Il est évident qu’une grâce générale qui laisse l’univers dans le vice, dans l’erreur et dans le malheur éternel, n’est point une grâce, une faveur, un privilége, mais que c’est une contradiction dans les termes.

La grâce particulière est, selon les théologiens :

Ou suffisante, et cependant on y résiste : en ce cas elle ne suffit pas ; elle ressemble à un pardon donné par un roi à un criminel, qui n’en est pas moins livré au supplice ;

Ou efficace, à laquelle on ne résiste jamais, quoiqu’on y puisse résister ; et en ce cas, les justes ressemblent à des convives affamés à qui on présente des mets délicieux, dont ils mangeront sûrement, quoique en général ils soient supposés pouvoir n’en point manger ;

Ou nécessitante, à laquelle on ne peut se soustraire ; et ce n’est autre chose que l’enchaînement des décrets éternels et des événements.

On se gardera bien d’entrer ici dans le détail immense et rebattu de toutes les subtilités et de cet amas de sophismes dont on a embarrassé ces questions. L’objet de ce Dictionnaire n’est point d’être le vain écho de tant de vaines disputes.

Saint Thomas appelle la grâce une forme substantielle ; et le jésuite Bouhours la nomme un je ne sais quoi : c’est peut-être la meilleure définition qu’on en ait jamais donnée.
- - - - - - -
◆ **TÂCHES À RÉALISER**
• A. Répondez à ces questions d'après l'extrait sur la grâce :
(i) À quoi la grâce suffisante est-elle comparée ?
(ii) Selon l'extrait, qu'est-ce que la grâce nécessitante ?
(iii) Quel nom le jésuite Bouhours donne-t-il à la grâce ?
• B. Prolongez l'extrait sur la grâce après sa dernière phrase, dans le même registre.
Le matériel provient d'une source distincte de l'extrait sur la grâce.

◆ **SECTION DES DONNÉES**
- - - - - - -
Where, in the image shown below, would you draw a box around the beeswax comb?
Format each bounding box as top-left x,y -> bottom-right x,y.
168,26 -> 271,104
- - - - - - -
◆ **RÉSULTATS ATTENDUS**
• A.
(i) À un pardon donné par un roi à un criminel qui n'en est pas moins livré au supplice.
(ii) L'enchaînement des décrets éternels et des événements.
(iii) Un je ne sais quoi.

• B.
Si les théologiens avaient eu pour but de jeter du ridicule sur la Providence, ils ne s’y seraient pas pris autrement qu’ils ont fait : d’un côté les thomistes assurent que l’homme, en recevant la grâce efficace, n’est pas libre dans le sens composé, mais qu’il est libre dans le sens divisé ; de l’autre, les molinistes inventent la science moyenne de Dieu et le congruisme ; on imagine des grâces excitantes, des prévenantes, des concomitantes, des coopérantes.

Laissons là toutes ces mauvaises plaisanteries que les théologiens ont faites sérieusement. Laissons là tous leurs livres, et que chacun consulte le sens commun : il verra que tous les théologiens se sont trompés avec sagacité, parce qu’ils ont tous raisonné d’après un principe évidemment faux. Ils ont supposé que Dieu agit par des voies particulières. Or un Dieu éternel, sans lois générales, immuables et éternelles, est un être de raison, un fantôme, un dieu de la fable.